### Available data
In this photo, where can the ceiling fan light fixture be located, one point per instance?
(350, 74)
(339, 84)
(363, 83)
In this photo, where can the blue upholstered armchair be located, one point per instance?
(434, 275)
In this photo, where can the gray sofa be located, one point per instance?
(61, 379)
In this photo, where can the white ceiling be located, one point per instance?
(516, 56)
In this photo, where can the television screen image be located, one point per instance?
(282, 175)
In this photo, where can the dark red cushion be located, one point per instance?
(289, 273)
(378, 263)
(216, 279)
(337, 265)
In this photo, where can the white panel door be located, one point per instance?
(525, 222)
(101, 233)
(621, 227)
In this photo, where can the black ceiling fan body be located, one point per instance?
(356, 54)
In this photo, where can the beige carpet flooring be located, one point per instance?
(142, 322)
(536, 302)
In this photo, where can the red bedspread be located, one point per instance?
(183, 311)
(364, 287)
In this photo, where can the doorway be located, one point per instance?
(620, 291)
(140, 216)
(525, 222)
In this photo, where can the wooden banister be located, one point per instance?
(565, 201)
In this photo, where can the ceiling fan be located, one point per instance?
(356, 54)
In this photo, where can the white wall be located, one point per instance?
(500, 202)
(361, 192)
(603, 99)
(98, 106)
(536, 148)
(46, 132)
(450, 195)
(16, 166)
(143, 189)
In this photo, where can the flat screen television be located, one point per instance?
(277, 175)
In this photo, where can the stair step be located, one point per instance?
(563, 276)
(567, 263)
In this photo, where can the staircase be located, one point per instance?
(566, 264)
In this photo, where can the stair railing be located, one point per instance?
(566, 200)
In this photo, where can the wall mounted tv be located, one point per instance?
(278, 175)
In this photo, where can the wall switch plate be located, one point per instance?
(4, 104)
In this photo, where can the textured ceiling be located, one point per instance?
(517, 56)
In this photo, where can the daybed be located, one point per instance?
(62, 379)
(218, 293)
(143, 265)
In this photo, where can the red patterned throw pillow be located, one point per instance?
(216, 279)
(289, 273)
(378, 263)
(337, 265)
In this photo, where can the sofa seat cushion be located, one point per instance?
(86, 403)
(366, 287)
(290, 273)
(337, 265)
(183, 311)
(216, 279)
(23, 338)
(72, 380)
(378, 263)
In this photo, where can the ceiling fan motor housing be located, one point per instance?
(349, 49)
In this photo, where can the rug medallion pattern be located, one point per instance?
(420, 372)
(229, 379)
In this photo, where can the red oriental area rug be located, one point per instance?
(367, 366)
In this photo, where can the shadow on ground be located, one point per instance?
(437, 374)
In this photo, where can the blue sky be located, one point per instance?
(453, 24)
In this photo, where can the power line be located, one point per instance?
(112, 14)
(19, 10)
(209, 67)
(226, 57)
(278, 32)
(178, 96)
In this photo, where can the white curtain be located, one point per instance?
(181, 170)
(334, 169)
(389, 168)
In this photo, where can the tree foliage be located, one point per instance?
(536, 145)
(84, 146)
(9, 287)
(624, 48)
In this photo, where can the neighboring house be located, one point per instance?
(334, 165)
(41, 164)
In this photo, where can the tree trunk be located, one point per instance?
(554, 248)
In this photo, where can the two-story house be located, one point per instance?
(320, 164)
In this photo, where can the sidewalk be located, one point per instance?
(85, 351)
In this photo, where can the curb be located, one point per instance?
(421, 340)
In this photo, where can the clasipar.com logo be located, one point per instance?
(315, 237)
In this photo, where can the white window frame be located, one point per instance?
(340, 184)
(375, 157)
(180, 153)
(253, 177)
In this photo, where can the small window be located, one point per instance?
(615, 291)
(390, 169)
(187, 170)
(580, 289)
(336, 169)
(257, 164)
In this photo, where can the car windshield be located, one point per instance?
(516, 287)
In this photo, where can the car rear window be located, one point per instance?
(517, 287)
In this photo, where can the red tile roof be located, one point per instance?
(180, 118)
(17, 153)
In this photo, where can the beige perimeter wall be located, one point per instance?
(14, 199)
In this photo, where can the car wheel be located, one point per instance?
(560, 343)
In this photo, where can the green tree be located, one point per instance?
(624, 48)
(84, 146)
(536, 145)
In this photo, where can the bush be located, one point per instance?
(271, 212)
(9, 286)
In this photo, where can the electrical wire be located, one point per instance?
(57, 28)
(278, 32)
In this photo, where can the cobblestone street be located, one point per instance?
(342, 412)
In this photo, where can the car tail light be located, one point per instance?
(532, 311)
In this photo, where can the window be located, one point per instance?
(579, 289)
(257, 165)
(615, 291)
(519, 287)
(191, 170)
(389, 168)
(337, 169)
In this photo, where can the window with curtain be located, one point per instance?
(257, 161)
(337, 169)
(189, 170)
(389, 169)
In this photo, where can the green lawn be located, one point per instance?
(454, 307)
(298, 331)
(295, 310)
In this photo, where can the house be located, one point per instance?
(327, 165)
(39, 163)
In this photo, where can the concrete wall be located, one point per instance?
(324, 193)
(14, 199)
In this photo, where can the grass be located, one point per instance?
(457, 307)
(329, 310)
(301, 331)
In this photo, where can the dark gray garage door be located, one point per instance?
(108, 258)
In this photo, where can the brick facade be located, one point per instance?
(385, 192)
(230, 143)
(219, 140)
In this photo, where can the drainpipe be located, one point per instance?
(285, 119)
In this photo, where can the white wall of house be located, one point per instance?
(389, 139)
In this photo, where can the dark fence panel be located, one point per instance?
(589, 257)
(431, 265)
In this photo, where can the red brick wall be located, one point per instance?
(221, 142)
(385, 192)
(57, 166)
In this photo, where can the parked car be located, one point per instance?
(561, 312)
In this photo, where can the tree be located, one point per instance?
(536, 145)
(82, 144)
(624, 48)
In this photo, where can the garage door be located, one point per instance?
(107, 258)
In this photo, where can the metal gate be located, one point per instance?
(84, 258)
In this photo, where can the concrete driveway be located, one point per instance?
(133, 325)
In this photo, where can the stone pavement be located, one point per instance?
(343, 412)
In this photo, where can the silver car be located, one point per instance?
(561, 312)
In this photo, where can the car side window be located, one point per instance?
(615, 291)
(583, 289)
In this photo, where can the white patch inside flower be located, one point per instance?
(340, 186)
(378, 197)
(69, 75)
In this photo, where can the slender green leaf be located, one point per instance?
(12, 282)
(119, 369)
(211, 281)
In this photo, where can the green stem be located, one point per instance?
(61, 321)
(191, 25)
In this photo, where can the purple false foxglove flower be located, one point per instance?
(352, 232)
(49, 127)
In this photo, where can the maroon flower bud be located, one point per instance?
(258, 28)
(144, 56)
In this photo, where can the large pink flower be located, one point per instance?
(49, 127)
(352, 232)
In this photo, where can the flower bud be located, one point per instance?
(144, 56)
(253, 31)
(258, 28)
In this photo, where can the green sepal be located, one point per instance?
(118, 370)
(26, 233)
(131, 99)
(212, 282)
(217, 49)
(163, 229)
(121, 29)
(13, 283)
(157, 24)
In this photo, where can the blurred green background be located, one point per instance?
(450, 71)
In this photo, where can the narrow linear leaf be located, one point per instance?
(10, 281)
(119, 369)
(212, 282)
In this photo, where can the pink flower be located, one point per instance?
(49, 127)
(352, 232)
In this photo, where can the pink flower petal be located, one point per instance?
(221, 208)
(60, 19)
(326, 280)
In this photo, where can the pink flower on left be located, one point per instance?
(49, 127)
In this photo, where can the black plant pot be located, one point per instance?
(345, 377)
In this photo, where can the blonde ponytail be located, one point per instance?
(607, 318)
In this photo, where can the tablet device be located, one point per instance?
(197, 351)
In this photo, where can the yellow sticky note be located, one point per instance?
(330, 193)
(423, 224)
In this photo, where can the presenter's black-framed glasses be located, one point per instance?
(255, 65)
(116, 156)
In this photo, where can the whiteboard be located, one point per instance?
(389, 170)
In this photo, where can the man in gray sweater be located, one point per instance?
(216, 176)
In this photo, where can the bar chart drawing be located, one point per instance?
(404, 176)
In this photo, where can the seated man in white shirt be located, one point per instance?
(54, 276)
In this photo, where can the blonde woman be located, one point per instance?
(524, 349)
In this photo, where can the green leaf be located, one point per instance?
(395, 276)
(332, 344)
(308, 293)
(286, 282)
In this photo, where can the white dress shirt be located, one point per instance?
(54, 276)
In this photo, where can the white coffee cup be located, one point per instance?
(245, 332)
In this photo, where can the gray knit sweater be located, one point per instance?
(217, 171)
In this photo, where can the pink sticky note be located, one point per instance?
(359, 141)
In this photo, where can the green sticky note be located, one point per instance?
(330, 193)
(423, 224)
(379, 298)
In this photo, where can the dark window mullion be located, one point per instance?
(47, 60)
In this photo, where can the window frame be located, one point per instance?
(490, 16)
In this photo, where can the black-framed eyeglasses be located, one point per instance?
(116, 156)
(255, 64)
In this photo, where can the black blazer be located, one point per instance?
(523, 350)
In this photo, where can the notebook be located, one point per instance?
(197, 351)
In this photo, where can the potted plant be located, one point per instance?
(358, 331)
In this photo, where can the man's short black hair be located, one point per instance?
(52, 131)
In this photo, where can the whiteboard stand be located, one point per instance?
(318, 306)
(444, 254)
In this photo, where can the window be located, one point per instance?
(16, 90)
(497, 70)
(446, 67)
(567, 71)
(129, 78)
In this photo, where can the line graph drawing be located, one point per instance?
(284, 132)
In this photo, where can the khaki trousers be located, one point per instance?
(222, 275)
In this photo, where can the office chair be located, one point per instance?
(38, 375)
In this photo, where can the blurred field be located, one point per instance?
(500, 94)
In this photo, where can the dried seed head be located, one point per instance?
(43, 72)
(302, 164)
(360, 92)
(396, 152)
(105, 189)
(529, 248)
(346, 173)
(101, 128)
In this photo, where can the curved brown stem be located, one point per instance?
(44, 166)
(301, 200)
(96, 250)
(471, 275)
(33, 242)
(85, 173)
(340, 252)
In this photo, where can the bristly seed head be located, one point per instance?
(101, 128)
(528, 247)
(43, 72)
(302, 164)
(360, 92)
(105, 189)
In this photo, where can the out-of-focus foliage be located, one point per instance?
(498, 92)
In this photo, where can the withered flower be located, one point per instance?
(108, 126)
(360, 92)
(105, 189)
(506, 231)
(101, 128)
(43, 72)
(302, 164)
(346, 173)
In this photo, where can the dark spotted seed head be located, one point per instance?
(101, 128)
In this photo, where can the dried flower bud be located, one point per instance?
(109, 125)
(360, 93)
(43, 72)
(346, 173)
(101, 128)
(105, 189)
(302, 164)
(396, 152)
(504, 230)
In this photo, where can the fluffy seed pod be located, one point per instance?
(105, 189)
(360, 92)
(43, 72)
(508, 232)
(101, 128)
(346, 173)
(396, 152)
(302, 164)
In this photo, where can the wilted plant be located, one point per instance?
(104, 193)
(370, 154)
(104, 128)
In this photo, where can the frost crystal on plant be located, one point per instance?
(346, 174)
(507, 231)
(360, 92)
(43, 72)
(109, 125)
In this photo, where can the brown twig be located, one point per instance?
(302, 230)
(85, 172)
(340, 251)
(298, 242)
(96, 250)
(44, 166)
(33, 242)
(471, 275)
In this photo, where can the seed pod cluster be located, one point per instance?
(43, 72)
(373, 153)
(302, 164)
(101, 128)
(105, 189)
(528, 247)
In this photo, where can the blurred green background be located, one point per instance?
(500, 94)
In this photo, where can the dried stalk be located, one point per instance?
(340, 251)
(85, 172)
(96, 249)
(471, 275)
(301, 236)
######
■ **What you have to do**
Copy out exactly the lines from the line with "In this photo, where can the khaki" to the end of the listing, including both of those lines, and give nothing else.

■ **Response below**
In this photo, where can the khaki trousers be located, one point per instance?
(222, 275)
In this photo, where can the office chair be located, one point per instance?
(38, 375)
In this photo, where can the blurred field be located, one point per instance?
(500, 94)
In this photo, where can the dried seed head be located, one point per instance?
(43, 72)
(302, 164)
(360, 92)
(396, 152)
(105, 189)
(529, 248)
(346, 173)
(101, 128)
In this photo, where can the curved brown stem be located, one point per instance?
(44, 166)
(301, 200)
(96, 250)
(471, 275)
(33, 242)
(85, 173)
(340, 252)
In this photo, where can the bristly seed head be located, one point per instance?
(101, 128)
(528, 247)
(43, 72)
(302, 164)
(360, 92)
(105, 189)
In this photo, where can the out-of-focus foliage be located, one point per instance?
(498, 92)
In this photo, where can the withered flower be located, one point per instance?
(108, 126)
(360, 92)
(105, 189)
(506, 231)
(101, 128)
(43, 72)
(302, 164)
(346, 173)
In this photo, where can the dark spotted seed head be located, one point per instance?
(101, 128)
In this photo, where can the dried flower bud be located, one point per instance?
(109, 125)
(360, 93)
(43, 72)
(346, 173)
(101, 128)
(105, 189)
(302, 164)
(396, 152)
(504, 230)
In this photo, where can the fluffy seed pod be located, one point per instance?
(105, 189)
(360, 92)
(43, 72)
(508, 232)
(101, 128)
(346, 173)
(396, 152)
(302, 164)
In this photo, where can the wilted plant be located, one point per instance?
(104, 193)
(370, 154)
(104, 128)
In this photo, where can the frost crystal on plant be located, one point per instance?
(346, 174)
(507, 231)
(360, 92)
(43, 72)
(109, 125)
In this photo, where can the brown twig be located, one point per instance?
(302, 230)
(85, 172)
(340, 251)
(298, 242)
(96, 250)
(44, 166)
(33, 242)
(471, 275)
In this photo, where can the seed pod cluster be located, one point per instance?
(43, 72)
(373, 153)
(302, 164)
(101, 128)
(105, 189)
(528, 247)
In this photo, where can the blurred green background be located, one point per instance?
(500, 94)
In this photo, where can the dried stalk be located, one point per instance?
(340, 251)
(85, 172)
(96, 249)
(471, 275)
(301, 236)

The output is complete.